The 1998 film Dark City is as much a noir mystery as a science fiction film. Sadly, this movie has been largely forgotten. Last year the cobwebbed story got a new lease on life with the possibility of a series based on the film. Until that happens, the brilliance of Dark City and what it says about humanity should be explored. Director Alex Proyas’ uncanny masterpiece was an underseen cult classic between quality performances, gorgeous visuals, a stacked cast, and some of the creepiest villains in cinematic history. Primarily this is due to a far superior director’s cut being difficult to find initially. The now readily available cut removes the ill-placed voiceover and some questionable CGI that robs the film of all the suspense. Luckily you can find Proyas’ cut everywhere you stream movies now.
Starring Rufus Sewell, Jennifer Connelly, Kiefer Sutherland, and William Hurt, this end of days story is deceptively soul-sucking. The film is always shot at night, and other beings tinker with humans as if they were living dollhouse inhabitants. Why they are doing it, and the final act reveals make it even darker, though.
Russell Sewel plays a man whose memory has betrayed him. John Murdock wakes up in a hotel with a murdered prostitute. A voice on the phone tells him to run. He has a wife he can’t remember and a life that doesn’t look at all familiar. Additionally, he appears to be the only person in the entire world that remains awake while everyone else sleeps. While everyone but John sleeps, horrifying creatures who are a mix of Hellraiser’s Cenobites and the Silent Ones from Buffy The Vampire Slayer’s Hush episode reshape lives and the very structure of the world itself. It’s heady stuff that begs the question, why are they doing it, and would any of us be capable of finding our way out of the forever-night maze?
John is the only person that isn’t affected by the alien race that has been experimenting and studying the human race because they are running out of time. The hive-minded species is interested in us because of our individuality and believes that our souls could be the key to their survival. It’s typical advanced alien race villainry. John is an anomaly with telekinetic powers like The Strangers because of a glitch in the memory implantation process that occurs each night. He now can “tune” the world into whatever he thinks of. This makes him very dangerous to the aliens. With the eventual help of Dr. Schreber, a police detective, and his wife, John ushers in a new lighter era in the city.

_Problem 1_. In the review of Dark City, what two things does the director's cut remove?
_Problem 2_. Write the next part of the review of Dark City, picking up after its final sentence.

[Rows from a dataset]
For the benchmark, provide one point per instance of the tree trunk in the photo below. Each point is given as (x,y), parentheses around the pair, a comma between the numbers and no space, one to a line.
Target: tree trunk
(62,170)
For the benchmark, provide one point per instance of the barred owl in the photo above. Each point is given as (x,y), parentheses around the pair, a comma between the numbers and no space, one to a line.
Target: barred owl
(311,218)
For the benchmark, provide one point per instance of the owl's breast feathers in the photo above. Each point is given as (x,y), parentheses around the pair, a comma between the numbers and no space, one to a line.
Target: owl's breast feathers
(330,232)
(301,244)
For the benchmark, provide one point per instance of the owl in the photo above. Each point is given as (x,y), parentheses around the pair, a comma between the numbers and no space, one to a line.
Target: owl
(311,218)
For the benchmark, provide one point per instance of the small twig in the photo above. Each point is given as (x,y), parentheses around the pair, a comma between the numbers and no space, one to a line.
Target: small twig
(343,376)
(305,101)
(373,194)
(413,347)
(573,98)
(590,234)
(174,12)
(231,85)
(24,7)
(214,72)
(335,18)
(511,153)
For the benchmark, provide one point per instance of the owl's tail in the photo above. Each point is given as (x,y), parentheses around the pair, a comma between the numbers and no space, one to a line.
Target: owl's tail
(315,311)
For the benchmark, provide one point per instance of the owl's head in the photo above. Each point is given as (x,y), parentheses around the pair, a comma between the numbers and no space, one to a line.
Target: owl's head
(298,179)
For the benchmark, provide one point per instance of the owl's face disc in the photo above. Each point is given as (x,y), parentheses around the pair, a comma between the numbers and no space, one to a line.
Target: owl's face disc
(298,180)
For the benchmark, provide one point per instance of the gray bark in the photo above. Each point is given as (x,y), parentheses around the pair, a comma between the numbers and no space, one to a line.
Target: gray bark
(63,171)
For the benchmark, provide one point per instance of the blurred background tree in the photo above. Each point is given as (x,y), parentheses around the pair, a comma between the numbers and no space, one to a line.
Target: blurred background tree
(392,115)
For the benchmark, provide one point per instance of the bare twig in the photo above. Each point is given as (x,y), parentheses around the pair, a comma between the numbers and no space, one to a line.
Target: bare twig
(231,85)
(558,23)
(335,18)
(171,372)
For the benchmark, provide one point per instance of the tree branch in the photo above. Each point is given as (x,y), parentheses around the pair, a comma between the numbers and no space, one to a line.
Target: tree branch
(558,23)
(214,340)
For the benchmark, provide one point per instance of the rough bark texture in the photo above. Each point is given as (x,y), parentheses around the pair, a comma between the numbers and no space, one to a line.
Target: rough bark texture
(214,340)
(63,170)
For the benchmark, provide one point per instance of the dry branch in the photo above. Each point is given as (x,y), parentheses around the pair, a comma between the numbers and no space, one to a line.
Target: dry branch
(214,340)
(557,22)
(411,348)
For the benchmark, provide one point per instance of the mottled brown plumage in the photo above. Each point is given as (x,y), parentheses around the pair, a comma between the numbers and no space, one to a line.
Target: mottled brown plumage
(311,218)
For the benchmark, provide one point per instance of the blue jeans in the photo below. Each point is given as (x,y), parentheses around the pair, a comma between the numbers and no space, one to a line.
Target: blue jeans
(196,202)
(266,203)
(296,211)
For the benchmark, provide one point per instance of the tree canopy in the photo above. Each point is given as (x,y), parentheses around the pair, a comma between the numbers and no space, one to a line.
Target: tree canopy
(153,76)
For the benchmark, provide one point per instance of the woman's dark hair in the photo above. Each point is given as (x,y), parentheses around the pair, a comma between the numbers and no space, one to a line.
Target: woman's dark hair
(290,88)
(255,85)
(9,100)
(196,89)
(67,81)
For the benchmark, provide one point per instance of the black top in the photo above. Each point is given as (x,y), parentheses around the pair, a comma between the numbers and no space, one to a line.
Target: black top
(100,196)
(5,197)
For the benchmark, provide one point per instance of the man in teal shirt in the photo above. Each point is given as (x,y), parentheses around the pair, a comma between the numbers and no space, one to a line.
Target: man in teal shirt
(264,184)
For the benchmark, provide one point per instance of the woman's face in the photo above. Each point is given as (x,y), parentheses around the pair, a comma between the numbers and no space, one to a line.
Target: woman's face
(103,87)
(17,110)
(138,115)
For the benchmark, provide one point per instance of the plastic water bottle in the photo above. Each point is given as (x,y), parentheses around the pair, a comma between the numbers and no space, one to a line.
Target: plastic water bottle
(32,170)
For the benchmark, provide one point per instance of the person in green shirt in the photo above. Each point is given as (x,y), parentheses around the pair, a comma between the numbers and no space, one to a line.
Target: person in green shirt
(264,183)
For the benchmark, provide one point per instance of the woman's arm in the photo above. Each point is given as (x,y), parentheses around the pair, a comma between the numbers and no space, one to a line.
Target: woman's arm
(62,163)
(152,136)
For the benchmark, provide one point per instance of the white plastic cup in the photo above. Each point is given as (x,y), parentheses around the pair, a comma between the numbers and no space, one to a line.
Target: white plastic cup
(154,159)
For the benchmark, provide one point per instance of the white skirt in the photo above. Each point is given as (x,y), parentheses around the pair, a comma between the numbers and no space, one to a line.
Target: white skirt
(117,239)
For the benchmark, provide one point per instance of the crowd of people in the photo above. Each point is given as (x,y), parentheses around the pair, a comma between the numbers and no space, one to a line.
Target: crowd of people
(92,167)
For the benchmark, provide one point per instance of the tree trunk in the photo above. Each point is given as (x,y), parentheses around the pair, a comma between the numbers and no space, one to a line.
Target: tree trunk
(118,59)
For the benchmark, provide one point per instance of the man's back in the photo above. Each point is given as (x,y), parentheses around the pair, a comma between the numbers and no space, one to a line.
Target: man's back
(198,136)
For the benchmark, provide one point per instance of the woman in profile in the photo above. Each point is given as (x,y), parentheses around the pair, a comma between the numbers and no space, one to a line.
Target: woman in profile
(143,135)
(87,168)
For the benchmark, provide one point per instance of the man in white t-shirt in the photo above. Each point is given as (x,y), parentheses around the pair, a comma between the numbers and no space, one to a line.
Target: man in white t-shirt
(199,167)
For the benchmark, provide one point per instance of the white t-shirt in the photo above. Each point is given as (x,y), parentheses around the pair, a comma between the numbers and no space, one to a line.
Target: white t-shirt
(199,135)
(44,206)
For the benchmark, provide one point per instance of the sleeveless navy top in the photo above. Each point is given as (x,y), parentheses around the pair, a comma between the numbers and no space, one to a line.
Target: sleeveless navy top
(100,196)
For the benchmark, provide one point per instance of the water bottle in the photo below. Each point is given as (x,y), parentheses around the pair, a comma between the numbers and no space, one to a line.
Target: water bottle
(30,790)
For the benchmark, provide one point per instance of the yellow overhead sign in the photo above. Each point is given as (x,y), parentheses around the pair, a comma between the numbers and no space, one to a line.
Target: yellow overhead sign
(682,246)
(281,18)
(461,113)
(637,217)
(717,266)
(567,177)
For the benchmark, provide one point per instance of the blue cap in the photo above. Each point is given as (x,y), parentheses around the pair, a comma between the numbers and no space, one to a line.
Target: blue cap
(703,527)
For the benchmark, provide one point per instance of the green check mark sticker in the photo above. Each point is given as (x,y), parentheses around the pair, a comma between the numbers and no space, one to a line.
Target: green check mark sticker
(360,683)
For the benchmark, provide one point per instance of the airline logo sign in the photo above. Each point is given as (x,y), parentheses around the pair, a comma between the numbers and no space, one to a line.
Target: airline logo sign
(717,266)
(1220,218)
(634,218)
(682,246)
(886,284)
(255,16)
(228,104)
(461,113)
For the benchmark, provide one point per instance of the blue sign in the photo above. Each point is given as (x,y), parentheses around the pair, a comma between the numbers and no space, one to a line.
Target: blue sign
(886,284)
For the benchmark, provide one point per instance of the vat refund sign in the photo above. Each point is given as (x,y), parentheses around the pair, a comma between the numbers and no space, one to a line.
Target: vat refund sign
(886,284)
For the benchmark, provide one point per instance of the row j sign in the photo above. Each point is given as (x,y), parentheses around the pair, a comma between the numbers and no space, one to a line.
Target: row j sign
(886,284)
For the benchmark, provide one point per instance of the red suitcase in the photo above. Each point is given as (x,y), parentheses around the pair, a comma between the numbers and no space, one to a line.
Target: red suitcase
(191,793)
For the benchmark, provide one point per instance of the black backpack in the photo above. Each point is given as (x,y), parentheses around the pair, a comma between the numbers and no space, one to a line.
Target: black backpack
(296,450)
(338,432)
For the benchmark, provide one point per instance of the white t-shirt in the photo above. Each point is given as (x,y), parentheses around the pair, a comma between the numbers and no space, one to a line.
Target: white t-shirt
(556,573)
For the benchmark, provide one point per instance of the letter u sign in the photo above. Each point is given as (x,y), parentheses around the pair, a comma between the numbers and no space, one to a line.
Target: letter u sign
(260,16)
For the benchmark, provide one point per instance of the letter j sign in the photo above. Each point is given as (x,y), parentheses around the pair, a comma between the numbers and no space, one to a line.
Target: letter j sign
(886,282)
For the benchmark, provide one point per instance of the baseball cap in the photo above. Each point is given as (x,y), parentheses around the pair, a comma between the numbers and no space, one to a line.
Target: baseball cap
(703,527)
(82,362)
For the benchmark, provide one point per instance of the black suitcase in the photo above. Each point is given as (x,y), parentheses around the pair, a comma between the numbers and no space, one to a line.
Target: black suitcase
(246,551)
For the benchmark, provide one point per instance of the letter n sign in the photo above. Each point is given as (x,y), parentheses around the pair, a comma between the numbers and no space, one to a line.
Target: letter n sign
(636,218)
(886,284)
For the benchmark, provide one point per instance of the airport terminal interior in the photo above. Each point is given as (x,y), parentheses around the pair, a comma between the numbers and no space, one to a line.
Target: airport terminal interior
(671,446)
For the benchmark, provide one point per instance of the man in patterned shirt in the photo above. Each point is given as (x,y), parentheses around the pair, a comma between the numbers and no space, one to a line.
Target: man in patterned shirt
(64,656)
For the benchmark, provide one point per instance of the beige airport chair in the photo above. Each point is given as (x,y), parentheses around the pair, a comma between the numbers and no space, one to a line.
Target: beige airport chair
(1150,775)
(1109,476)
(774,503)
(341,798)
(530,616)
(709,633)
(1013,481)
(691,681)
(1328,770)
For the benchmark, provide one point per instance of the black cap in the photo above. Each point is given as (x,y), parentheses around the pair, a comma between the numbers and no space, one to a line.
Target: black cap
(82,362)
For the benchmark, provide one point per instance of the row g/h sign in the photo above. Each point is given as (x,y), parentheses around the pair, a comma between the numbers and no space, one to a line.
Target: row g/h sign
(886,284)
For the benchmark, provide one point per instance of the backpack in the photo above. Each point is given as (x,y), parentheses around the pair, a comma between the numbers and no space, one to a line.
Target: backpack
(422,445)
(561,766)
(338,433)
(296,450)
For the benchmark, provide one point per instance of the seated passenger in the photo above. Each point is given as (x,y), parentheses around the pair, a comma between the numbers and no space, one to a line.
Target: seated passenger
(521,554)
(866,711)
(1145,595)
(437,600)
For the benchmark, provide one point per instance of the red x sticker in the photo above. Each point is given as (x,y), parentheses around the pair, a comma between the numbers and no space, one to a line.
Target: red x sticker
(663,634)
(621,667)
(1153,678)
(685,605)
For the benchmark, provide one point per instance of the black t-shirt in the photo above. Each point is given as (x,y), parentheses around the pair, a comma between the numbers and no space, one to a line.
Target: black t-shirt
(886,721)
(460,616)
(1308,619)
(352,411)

_Final answer 1_. It removes the ill-placed voiceover and some questionable CGI.

_Final answer 2_.
What makes Dark City so great is the last act reveal, which gives us a gut punch of nihilistic fatalism only to be eclipsed by a beacon of hope. In the film’s closing moments, John defeats the Strangers and discovers the Dark City is a ship. He turns the ship city towards a star, ensuring it will have sunlight and reshapes the city into the fantasy Shell Beach. He has become a ray of hope in the darkness, even if no one may ever know it.
Dark City wants to explore what it means to be human. The Strangers are a parasitic race that uses humans as vessels. We are both their saviors and their slaves. Sutherland’s Dr. Schreber assists them because he has had his memory wiped but hates them and actively plots against them. Few humans are aware of what is happening, and most that do know have gone mad from the knowledge. The ignorant humans and the narrowly focused Strangers are both locked in their perception of reality. In this way, the allegory of Plato’s cave is seen.
The allegory of the cave is used to illustrate how humans see themselves and the world around us. In the story, a group of humans are chained to a cave wall facing the wall. Behind the people is a fire, and between the fire and the prisoners, there are moving puppets and real objects on a raised walkway with a low wall. The chained humans cannot decern what is real and what is fake. But, because they have never seen anything but the cave wall, they believe it is all real.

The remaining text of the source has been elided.